Exercise goal -> Update the lines below by replacing "vertices" with "corner points" and leaving everything else unchanged. Leave the pictures out of your answer.

[Recorded data]

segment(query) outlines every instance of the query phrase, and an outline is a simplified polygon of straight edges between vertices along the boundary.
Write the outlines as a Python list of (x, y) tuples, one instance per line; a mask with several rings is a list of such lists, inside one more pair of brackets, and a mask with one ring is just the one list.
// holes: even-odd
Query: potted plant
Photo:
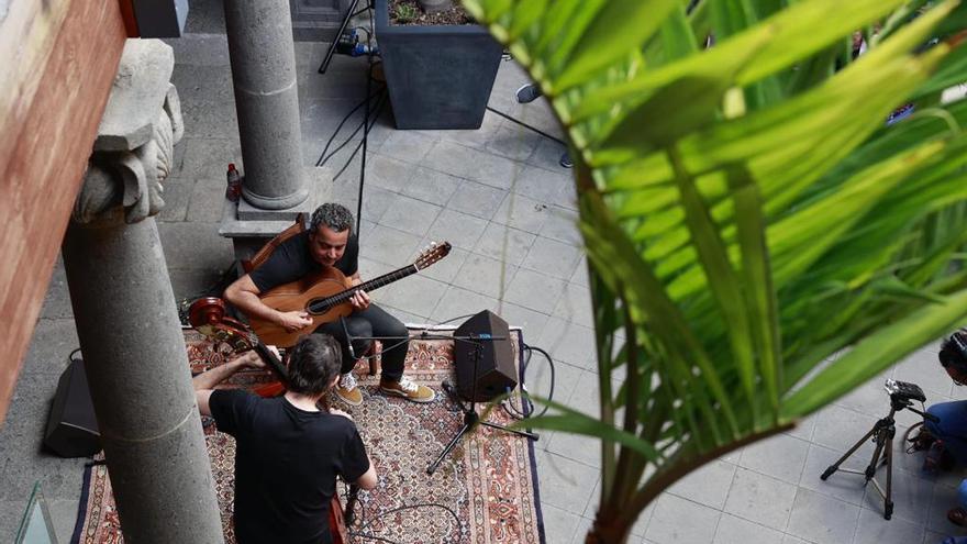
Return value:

Reply ->
segment(query) outlines every instance of the query phrase, and an outline is a simplified polygon of straight edges between corner points along the boundary.
Write the outlines as a Python list of (x, y) tuples, one instance per line; a mask with several rings is a list of such lists, inside one more pair of brackets, and a mask with one ring is just the one list.
// holes: even-odd
Query: potted plant
Photo:
Return value:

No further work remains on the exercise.